= WHAT TO PRODUCE =
Set down the data below from its first line to the line holding "point(71, 58)", inclusive; omit all pictures.

==========

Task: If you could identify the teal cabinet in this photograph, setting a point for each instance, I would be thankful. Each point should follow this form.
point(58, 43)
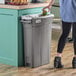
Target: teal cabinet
point(11, 35)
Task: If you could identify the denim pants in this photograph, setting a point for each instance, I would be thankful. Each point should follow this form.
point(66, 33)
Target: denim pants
point(66, 27)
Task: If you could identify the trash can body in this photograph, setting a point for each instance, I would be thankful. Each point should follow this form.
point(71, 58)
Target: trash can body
point(37, 41)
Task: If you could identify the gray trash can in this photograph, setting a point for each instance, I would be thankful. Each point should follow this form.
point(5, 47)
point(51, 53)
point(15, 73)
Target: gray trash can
point(37, 39)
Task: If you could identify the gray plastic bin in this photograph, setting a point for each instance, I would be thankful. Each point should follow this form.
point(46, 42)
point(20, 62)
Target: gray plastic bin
point(37, 39)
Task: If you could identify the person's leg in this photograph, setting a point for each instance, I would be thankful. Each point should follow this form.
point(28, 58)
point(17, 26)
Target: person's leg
point(65, 32)
point(74, 39)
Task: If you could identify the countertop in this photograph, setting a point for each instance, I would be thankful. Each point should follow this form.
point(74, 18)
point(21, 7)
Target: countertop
point(29, 5)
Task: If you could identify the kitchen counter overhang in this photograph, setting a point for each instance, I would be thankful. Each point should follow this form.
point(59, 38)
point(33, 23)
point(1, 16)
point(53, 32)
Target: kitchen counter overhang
point(29, 5)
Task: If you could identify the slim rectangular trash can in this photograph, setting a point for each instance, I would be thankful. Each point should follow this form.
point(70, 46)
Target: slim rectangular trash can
point(37, 39)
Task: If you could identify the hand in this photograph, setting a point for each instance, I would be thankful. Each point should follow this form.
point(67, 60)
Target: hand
point(47, 7)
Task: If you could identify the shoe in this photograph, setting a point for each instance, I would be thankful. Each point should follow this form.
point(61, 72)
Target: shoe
point(74, 62)
point(57, 62)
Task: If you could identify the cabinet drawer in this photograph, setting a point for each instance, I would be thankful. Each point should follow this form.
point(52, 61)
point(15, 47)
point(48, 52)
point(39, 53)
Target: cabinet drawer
point(30, 11)
point(8, 12)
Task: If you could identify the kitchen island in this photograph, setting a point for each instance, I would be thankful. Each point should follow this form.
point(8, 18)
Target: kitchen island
point(11, 33)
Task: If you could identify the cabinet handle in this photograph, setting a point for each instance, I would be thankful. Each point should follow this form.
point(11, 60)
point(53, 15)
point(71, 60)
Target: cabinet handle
point(6, 14)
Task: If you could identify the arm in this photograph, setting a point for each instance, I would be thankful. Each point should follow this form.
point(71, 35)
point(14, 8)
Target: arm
point(50, 5)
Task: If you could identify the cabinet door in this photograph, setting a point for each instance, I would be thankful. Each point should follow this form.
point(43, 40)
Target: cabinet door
point(8, 38)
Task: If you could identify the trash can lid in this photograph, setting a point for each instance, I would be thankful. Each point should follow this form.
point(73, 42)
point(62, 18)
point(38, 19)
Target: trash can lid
point(29, 17)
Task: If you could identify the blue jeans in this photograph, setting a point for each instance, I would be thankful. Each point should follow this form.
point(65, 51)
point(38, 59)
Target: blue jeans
point(66, 27)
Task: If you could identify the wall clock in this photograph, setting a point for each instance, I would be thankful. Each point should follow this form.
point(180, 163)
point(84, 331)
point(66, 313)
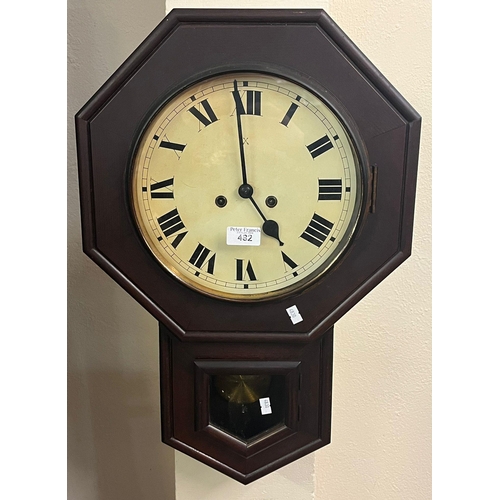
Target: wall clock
point(248, 176)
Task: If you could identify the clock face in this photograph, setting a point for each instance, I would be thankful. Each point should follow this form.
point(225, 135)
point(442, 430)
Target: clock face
point(246, 186)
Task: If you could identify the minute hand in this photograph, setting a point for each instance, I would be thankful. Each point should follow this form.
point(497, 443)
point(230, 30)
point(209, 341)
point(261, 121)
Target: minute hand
point(239, 108)
point(270, 227)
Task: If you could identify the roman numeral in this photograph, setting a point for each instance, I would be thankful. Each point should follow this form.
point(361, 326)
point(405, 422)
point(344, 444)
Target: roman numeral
point(329, 189)
point(172, 145)
point(291, 110)
point(320, 146)
point(155, 189)
point(317, 230)
point(210, 115)
point(288, 262)
point(171, 223)
point(200, 256)
point(178, 239)
point(253, 102)
point(244, 273)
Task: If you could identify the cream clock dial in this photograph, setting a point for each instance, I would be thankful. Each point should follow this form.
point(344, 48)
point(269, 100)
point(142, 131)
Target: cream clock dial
point(246, 186)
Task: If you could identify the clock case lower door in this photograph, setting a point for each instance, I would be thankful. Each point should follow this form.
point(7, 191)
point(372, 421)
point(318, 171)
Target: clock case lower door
point(245, 408)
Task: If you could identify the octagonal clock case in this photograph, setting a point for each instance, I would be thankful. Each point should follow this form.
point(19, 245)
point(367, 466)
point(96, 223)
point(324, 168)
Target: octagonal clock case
point(247, 176)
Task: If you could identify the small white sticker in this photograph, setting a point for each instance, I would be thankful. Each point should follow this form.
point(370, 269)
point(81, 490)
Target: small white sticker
point(265, 406)
point(294, 314)
point(248, 236)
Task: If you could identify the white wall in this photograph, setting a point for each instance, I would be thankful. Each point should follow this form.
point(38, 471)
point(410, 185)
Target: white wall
point(381, 424)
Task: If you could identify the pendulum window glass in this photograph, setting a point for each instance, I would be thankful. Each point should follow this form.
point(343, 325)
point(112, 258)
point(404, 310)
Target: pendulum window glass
point(247, 406)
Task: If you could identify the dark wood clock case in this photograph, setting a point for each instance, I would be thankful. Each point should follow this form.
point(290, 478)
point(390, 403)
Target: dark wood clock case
point(201, 337)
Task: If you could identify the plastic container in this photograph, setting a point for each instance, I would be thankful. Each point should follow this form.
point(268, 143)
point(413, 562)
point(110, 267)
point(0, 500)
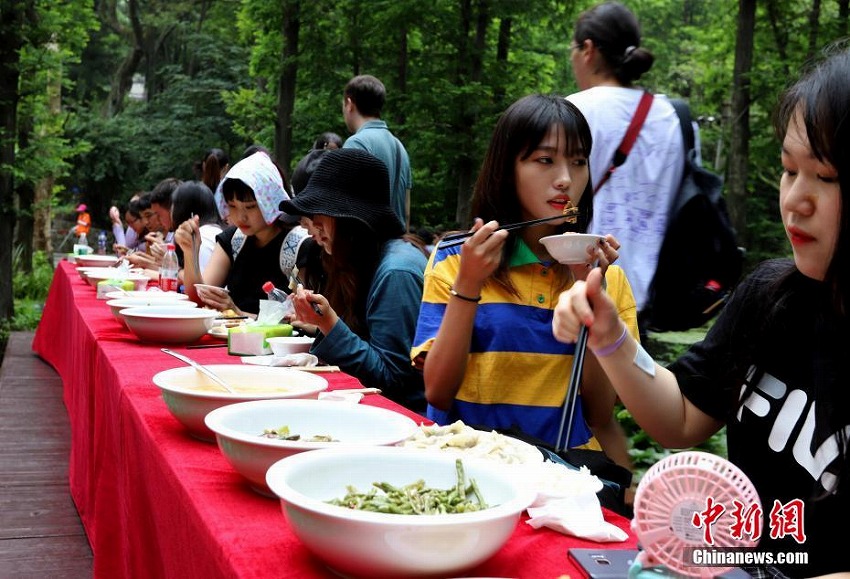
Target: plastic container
point(275, 294)
point(168, 281)
point(82, 246)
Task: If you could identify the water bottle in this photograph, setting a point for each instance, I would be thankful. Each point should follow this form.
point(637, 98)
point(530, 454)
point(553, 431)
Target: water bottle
point(168, 270)
point(101, 243)
point(82, 246)
point(275, 294)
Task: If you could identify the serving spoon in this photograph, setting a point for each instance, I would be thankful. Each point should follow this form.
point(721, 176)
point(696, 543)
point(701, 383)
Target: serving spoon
point(200, 368)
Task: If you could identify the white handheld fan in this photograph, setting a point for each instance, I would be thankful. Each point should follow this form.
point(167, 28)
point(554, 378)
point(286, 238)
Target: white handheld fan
point(668, 496)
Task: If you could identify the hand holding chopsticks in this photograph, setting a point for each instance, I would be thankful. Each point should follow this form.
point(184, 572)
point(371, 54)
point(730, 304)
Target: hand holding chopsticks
point(569, 215)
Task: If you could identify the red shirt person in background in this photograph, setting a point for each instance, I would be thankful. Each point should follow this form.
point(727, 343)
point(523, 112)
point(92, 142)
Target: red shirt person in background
point(83, 220)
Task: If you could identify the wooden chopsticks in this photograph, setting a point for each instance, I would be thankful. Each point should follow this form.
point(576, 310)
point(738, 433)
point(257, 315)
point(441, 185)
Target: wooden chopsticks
point(459, 238)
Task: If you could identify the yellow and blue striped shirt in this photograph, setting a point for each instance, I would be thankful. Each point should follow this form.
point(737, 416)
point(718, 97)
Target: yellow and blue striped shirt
point(517, 373)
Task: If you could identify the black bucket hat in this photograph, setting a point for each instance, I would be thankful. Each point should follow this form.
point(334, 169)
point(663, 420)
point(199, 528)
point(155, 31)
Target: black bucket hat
point(351, 184)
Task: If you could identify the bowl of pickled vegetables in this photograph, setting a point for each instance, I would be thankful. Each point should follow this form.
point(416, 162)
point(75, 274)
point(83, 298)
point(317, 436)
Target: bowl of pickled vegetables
point(254, 435)
point(398, 512)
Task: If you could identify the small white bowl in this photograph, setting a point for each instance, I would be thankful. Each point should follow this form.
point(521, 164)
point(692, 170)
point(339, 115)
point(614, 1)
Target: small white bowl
point(119, 304)
point(369, 544)
point(190, 395)
point(286, 345)
point(570, 247)
point(238, 429)
point(169, 324)
point(95, 260)
point(94, 275)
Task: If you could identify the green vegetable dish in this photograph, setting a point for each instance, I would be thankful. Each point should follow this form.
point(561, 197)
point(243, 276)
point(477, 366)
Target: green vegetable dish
point(416, 498)
point(282, 433)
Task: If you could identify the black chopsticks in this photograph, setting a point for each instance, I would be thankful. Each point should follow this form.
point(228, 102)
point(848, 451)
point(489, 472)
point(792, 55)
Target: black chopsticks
point(458, 238)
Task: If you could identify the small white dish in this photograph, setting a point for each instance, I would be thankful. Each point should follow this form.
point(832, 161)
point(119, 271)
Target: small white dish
point(570, 248)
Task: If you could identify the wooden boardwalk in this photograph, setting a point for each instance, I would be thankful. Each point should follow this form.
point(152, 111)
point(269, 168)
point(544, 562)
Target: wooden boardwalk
point(40, 530)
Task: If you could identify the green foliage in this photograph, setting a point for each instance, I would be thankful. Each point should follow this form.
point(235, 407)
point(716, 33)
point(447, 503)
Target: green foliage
point(664, 348)
point(30, 291)
point(31, 285)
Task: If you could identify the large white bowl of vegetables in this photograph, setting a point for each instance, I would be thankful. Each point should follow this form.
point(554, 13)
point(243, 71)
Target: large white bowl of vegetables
point(254, 435)
point(317, 490)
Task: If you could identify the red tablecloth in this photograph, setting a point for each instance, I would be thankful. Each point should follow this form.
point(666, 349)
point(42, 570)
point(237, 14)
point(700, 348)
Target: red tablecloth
point(156, 502)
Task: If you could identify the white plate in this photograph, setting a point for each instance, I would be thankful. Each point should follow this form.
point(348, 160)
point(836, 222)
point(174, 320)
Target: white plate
point(465, 441)
point(570, 247)
point(219, 332)
point(149, 295)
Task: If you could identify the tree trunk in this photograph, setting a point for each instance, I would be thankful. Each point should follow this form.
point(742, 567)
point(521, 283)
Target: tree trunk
point(41, 214)
point(814, 25)
point(25, 199)
point(503, 48)
point(739, 148)
point(466, 136)
point(843, 10)
point(286, 84)
point(780, 36)
point(123, 79)
point(12, 26)
point(400, 117)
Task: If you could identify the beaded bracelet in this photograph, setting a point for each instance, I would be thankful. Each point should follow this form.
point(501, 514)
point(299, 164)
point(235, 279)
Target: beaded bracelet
point(463, 297)
point(611, 348)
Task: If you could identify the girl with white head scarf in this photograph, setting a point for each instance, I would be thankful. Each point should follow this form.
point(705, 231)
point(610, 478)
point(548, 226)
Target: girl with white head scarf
point(249, 252)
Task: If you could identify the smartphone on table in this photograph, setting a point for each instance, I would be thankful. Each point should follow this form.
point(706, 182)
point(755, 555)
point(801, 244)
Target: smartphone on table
point(615, 563)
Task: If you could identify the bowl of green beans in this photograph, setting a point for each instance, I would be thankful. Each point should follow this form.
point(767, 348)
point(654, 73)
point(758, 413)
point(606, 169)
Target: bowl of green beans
point(394, 511)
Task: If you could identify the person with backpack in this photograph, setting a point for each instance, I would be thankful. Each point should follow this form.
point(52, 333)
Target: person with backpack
point(773, 367)
point(366, 315)
point(484, 335)
point(632, 203)
point(258, 247)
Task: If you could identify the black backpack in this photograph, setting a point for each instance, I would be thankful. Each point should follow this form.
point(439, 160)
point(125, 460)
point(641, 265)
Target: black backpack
point(700, 261)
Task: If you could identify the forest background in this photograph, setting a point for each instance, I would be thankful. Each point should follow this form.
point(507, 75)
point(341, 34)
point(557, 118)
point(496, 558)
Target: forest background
point(101, 99)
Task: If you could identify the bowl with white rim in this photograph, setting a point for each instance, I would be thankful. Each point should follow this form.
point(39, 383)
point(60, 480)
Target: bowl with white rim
point(387, 544)
point(119, 304)
point(152, 294)
point(96, 274)
point(571, 248)
point(190, 395)
point(254, 435)
point(96, 260)
point(169, 324)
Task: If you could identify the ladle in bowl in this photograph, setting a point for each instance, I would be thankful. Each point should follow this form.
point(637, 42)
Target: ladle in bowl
point(201, 368)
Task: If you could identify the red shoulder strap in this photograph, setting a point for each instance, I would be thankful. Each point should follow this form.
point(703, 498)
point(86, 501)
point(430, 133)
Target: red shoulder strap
point(629, 138)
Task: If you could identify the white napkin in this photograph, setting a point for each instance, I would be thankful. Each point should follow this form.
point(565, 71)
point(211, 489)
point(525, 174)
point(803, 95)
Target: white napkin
point(566, 502)
point(303, 359)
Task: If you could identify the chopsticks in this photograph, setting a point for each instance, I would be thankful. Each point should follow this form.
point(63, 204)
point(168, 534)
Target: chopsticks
point(569, 409)
point(459, 238)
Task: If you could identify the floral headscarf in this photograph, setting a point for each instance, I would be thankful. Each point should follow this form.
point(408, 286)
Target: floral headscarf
point(261, 175)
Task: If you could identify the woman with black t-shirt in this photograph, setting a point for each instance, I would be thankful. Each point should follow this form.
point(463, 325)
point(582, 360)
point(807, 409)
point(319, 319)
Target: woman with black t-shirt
point(773, 368)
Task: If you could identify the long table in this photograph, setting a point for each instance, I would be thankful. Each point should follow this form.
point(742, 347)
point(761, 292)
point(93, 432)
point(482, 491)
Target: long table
point(156, 502)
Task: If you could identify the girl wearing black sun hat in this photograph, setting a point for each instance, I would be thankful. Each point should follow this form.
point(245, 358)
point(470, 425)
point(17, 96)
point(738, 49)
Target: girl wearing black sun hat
point(366, 317)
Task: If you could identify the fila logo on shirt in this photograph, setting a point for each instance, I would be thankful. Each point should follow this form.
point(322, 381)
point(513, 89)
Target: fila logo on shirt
point(794, 408)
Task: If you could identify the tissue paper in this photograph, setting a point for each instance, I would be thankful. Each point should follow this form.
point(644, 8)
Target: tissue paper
point(250, 339)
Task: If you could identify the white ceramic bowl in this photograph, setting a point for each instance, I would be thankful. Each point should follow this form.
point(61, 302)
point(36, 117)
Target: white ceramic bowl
point(238, 429)
point(190, 395)
point(95, 260)
point(96, 274)
point(570, 247)
point(285, 345)
point(154, 294)
point(169, 324)
point(369, 544)
point(119, 304)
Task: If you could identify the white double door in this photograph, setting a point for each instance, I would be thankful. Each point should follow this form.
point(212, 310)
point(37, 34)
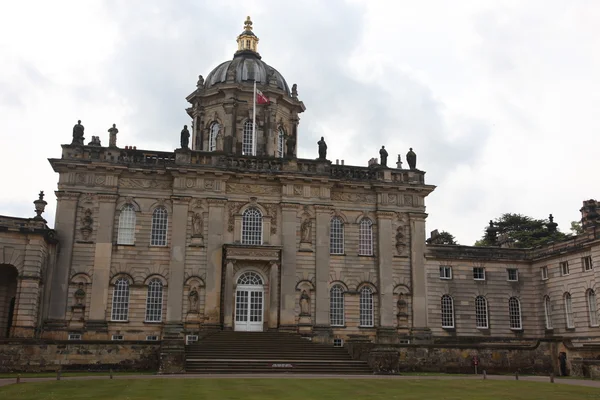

==========

= RESPONSE AREA =
Task: If you could identify the teal cabinet in this photograph, setting a point for each instance, I would be thankful. Each point should follow this form.
point(58, 43)
Target: teal cabinet
point(11, 35)
Task: If you could identify the denim pants in this photograph, setting a point for each instance, I would be thankful. Each point should follow this form.
point(66, 33)
Target: denim pants
point(66, 27)
Task: If you could identify the trash can body in this photograph, setting a point for each instance, I would be thankful. Each point should follow this form.
point(71, 58)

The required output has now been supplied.